* Begin Available data *
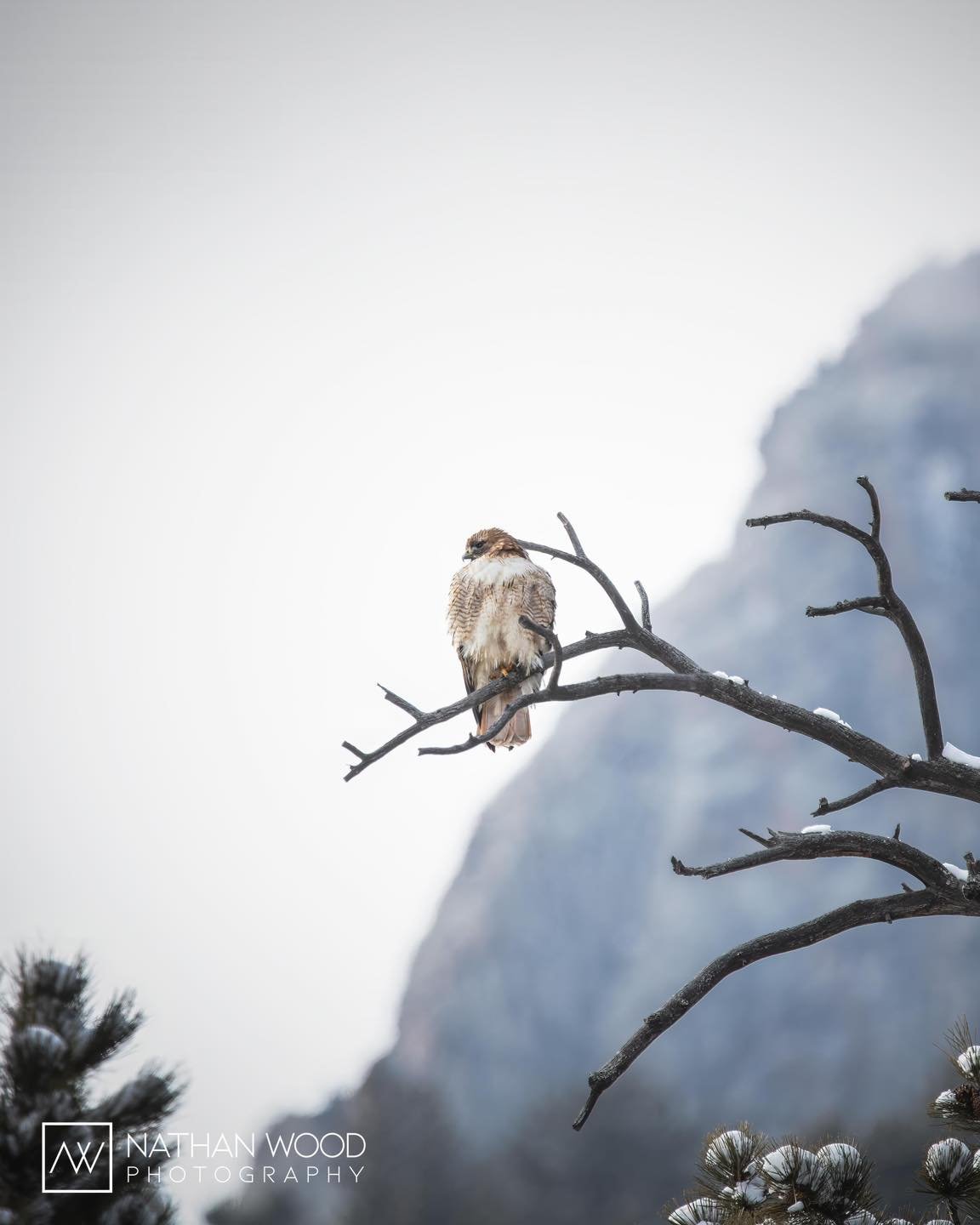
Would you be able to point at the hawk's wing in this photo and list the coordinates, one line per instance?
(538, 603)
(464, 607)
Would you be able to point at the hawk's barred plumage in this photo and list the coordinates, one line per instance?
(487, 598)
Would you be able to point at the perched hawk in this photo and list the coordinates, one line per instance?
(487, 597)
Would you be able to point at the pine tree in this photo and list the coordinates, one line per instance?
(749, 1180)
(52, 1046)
* End Available data *
* Begin Available data *
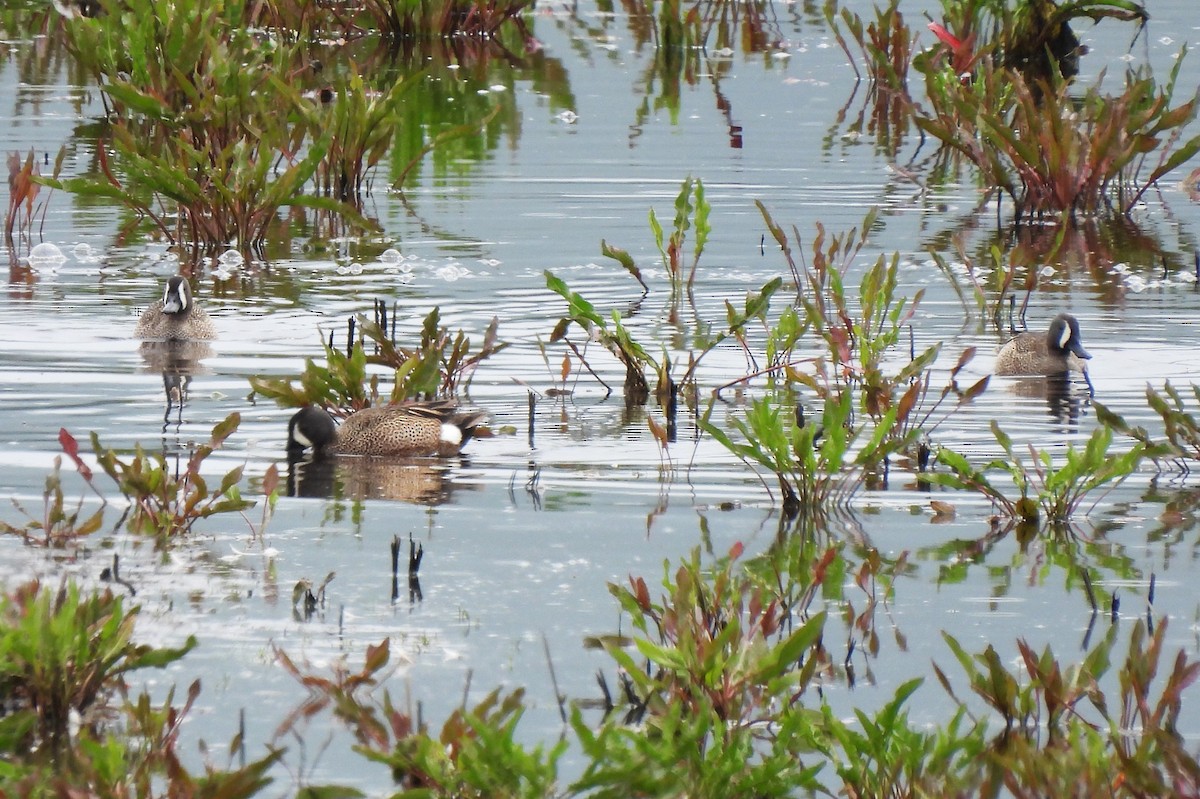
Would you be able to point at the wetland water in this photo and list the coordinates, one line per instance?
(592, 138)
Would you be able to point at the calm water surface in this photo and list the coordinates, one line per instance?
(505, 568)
* End Available data *
### Instructions for the task:
Pick out every line in the items above that contains the word "photo", and copy each one.

### The solution:
Would you be able to point at the hawk's wing in this photo and list the coordinates, one line per instance?
Would you be able to point at the hawk's barred plumage in this photo and list the coordinates, one line per instance?
Would you be able to point at the perched hawk in this photo and list the coordinates, one line per instance?
Would you be able to point at the pine tree in this photo and list the coordinates, one line per instance?
Would you be able to point at the wetland water in this photo and list the coordinates, one line per instance?
Would you be able to point at the calm water surface in this photo and list the coordinates, one line per instance?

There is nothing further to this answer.